Pasaje seleccionado
Por: Lorenzo Fer
En la primera lectura de este domingo se hace referencia a un personaje bíblico muy presente en el imaginario colectivo porque personifica la abnegación y la lealtad hacia Dios. Pero los versículos que se citan ahora no recuerdan la resignación, fe y durísimas pruebas que sufrió el patriarca Job, sino que resalta otro aspecto: la grandeza de Dios. Usando palabras preciosas, dignas de la mejor poesía, el Señor le habla a Job, “desde la tormenta” y le recuerda que Él le “puso límites al mar”, o sea que trazó esas riberas y playas que contienen la furia del impetuoso océano; desde que el mar “salía del seno materno”. Preciosa imagen del tempestuoso mar brotando de las manos creadoras de Dios, quien también hizo “de la niebla sus mantillas” y “de las nubes sus pañales”. Bonitas metáforas. En todo caso le marcó hasta dónde habrían de llegar las aguas y de esa manera “se romperá su arrogancia”. Por muy bravías que sean las aguas Dios, que las creó, les pone freno, como le pondrá también a cualquier ser humano pretencioso.
En la segunda lectura se hace repetida mención de la muerte. Pero no como una visión fatal, terminal. En esta segunda carta a los Corintios, San Pablo no contempla a la muerte como el acabose y tampoco se enfoca en una muerte física, material. Al contrario, se rescata el valor de la vida; nos asocia y unifica con la muerte de Cristo, que es el antecedente de su Resurrección. Por lo mismo, del sacrificio de la Cruz brota el manantial de la vida para todos. También se hace referencia, en otro sentido, a la muerte hacia las cosas mundanas, en tanto se haga una entrega plena y total a Jesús. De esa manera se abandonan las vanidades y veleidades de la vida terrena y los fieles devotos “ya no vivirán por sí mismos” pues con esa entrega se vivifican en “aquel que murió y resucitó por ellos”. Con esa “muerte” al mundo, volveremos a nacer, pero con nueva vida, como una creatura nueva.

Tareas pendientes
1. Actualiza el comentario sobre las lecturas del domingo entre "En la segunda" y "una creatura nueva.", ambos incluidos, sustituyendo "Cristo" por "Jesucristo".
2. Prosigue el comentario sobre las lecturas del domingo a partir de su última oración.
Los registros no son necesarios para resolver nada.

Extractos de datos
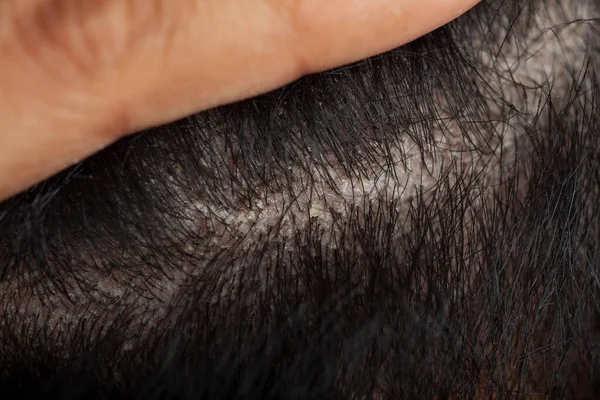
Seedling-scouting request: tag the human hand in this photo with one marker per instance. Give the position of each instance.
(79, 74)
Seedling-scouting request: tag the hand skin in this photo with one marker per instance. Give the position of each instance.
(79, 74)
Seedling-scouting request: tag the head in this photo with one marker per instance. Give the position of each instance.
(423, 223)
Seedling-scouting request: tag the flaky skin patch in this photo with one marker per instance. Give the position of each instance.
(421, 224)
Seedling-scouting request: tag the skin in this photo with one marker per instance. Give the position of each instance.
(78, 75)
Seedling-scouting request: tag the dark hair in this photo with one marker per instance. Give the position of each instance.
(424, 223)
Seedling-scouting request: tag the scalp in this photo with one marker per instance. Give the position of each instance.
(420, 223)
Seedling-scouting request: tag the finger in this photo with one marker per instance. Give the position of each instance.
(77, 75)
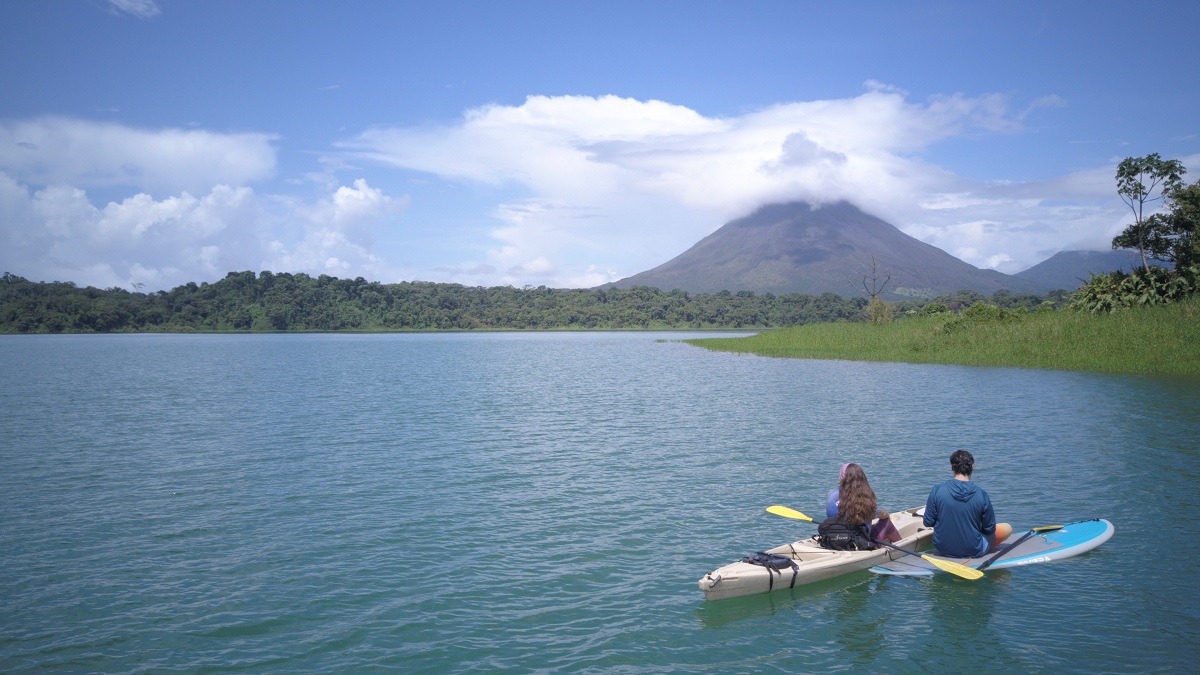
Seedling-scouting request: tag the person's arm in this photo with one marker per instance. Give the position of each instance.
(930, 518)
(988, 517)
(832, 502)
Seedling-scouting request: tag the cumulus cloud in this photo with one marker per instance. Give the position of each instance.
(58, 233)
(593, 175)
(90, 154)
(142, 9)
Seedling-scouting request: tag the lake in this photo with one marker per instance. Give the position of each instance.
(547, 501)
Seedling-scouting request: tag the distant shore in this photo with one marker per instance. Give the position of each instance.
(1157, 340)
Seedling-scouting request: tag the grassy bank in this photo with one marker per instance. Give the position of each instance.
(1145, 340)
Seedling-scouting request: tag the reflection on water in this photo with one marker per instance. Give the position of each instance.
(547, 501)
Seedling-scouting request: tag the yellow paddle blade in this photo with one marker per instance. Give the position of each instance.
(953, 567)
(787, 513)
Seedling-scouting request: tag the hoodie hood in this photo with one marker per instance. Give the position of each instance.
(963, 490)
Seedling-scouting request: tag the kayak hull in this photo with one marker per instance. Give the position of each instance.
(813, 563)
(1072, 539)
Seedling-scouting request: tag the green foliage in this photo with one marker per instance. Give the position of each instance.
(1141, 180)
(983, 312)
(1182, 221)
(1157, 339)
(934, 309)
(281, 302)
(879, 311)
(297, 302)
(1146, 286)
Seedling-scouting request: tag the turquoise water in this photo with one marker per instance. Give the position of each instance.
(546, 502)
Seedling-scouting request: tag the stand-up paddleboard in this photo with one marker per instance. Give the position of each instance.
(1037, 547)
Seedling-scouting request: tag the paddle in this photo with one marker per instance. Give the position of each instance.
(945, 565)
(1013, 545)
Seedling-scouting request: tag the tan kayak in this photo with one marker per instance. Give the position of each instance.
(811, 562)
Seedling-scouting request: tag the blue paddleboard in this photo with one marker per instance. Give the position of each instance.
(1072, 539)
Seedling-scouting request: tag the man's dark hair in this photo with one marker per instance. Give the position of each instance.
(963, 463)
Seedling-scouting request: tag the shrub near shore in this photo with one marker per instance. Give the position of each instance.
(1161, 340)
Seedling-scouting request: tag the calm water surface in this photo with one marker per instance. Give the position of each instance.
(546, 502)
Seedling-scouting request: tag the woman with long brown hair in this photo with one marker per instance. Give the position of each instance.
(857, 506)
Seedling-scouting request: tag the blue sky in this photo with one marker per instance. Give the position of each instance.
(559, 143)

Resultados
1.
En la segunda lectura se hace repetida mención de la muerte. Pero no como una visión fatal, terminal. En esta segunda carta a los Corintios, San Pablo no contempla a la muerte como el acabose y tampoco se enfoca en una muerte física, material. Al contrario, se rescata el valor de la vida; nos asocia y unifica con la muerte de Jesucristo, que es el antecedente de su Resurrección. Por lo mismo, del sacrificio de la Cruz brota el manantial de la vida para todos. También se hace referencia, en otro sentido, a la muerte hacia las cosas mundanas, en tanto se haga una entrega plena y total a Jesús. De esa manera se abandonan las vanidades y veleidades de la vida terrena y los fieles devotos “ya no vivirán por sí mismos” pues con esa entrega se vivifican en “aquel que murió y resucitó por ellos”. Con esa “muerte” al mundo, volveremos a nacer, pero con nueva vida, como una creatura nueva.

2.
En el evangelio se hace también mención al mar, al Mar de Galilea y nos relata la angustia de los ocupantes de la barca frente a la bravura de las olas y las agitaciones de los vientos desatados. Resalta, pues el concepto de miedo. Muchos miedos, para empezar, el miedo que todos tenemos y que se esconde en los rincones oscuros de la incertidumbre; esa sensación que, en términos profanos, expresó el poeta nicaragüense: “pues no hay dolor más grande que el dolor de ser vivo/ni mayor pesadumbre que la vida consciente. / Ser y no saber nada, y ser sin rumbo cierto, /y el temor de haber sido y un futuro terror…/Y el espanto seguro de estar mañana muerto/y sufrir por la vida y por la sombra”. Una realidad muy humana, una borrasca existencial que solamente se puede explicar y sobrellevar con el auxilio divino de la fe.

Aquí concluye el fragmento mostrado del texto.